=== PASSAGE DU DOCUMENT ===
Il y a eu beaucoup de choses bien, mais aussi beaucoup de choses mauvaises. Les gens peuvent utiliser les technologies, les technologies dures, pour manipuler la nature, et les technologies douces, pour organiser les humains, pour exploiter, dominer et tyranniser. Et le "long vingtième siècle", il a connu les pires tyrannies qu'on ait jamais vues.

Et puis, il y a eu beaucoup de choses mitigées, des choses à la fois bonnes et mauvaises. Tout ce qui était solide s'est volatilisé. Seule une petite partie de la vie économique se déroulait, en 2010, de la même façon qu'en 1870. Et même cette partie, elle était différente. Même si vous faisiez le même travail que vos prédécesseurs en 1870, et au même endroit, les autres payeraient beaucoup moins pour ce que vous faites. Presque tout a été transformé, et transformé encore. Et ça a transformé presque tout le reste, la sociologie, la politique, la culture.

Imaginez qu'on puisse remonter en 1870, et qu'on dise aux gens à quel point l'humanité sera riche en 2010. Comment ils réagiraient? Ils penseraient sûrement que le monde de 2010 serait un paradis, une utopie. On aurait 8,8 fois plus de richesses? Ça voudrait dire qu'on aurait tellement de pouvoir, qu'on pourrait résoudre tous les problèmes de l'humanité.
===
__CONSIGNES__.
1 > D'après le texte sur le long vingtième siècle, combien de fois plus de richesses l'humanité aurait-elle en 2010 qu'en 1870 ?
2 > Recopiez le texte sur le long vingtième siècle, depuis « Imaginez qu'on puisse » jusqu'à « problèmes de l'humanité. ».
=== EXTRAITS DES LIGNES ===
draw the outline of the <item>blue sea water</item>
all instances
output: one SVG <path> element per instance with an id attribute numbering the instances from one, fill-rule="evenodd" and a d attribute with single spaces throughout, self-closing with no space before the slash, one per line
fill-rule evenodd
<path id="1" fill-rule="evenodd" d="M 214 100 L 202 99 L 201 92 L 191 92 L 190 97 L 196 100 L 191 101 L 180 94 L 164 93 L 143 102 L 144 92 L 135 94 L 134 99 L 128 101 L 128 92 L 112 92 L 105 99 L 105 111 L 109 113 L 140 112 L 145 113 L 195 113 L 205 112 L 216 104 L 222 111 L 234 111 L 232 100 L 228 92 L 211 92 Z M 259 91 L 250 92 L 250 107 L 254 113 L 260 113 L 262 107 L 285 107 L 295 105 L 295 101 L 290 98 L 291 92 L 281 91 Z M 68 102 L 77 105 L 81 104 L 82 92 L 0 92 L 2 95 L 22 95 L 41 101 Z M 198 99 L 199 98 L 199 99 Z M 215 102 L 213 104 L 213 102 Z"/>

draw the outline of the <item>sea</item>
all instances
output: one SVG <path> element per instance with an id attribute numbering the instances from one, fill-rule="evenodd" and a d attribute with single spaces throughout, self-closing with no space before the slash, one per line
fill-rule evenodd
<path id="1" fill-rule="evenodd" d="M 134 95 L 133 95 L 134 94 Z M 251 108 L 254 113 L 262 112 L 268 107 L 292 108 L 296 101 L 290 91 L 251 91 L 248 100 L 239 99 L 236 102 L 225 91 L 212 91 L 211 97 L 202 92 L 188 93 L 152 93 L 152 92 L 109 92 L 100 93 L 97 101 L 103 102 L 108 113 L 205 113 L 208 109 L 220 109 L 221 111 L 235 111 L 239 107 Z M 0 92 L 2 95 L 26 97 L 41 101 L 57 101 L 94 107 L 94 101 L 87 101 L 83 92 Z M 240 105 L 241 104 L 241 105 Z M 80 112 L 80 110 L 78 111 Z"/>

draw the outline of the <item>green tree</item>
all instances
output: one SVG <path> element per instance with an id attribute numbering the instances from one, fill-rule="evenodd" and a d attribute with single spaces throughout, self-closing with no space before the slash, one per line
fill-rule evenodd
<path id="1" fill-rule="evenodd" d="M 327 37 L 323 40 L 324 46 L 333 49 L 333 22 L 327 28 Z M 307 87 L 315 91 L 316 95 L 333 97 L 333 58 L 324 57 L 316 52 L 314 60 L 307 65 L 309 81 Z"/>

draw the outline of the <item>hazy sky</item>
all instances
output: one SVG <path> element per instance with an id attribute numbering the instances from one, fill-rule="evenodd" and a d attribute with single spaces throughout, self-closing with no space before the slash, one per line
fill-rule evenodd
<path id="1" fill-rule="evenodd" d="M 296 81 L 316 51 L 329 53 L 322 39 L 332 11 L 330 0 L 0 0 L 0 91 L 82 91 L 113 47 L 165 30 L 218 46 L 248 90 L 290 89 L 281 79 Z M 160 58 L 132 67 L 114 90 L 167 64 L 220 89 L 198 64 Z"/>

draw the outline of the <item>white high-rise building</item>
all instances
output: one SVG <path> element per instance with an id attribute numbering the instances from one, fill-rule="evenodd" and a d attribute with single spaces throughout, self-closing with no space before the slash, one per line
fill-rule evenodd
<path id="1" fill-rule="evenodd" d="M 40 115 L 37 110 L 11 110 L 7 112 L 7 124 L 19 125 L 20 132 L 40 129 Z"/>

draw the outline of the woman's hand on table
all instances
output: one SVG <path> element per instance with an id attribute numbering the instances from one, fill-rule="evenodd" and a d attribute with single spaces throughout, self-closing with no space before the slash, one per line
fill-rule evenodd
===
__RÉPONSES DÉTAILLÉES__.
1 > 8,8 fois plus.

2 >
Imaginez qu'on puisse remonter en 1870, et qu'on dise aux gens à quel point l'humanité sera riche en 2010. Comment ils réagiraient? Ils penseraient sûrement que le monde de 2010 serait un paradis, une utopie. On aurait 8,8 fois plus de richesses? Ça voudrait dire qu'on aurait tellement de pouvoir, qu'on pourrait résoudre tous les problèmes de l'humanité.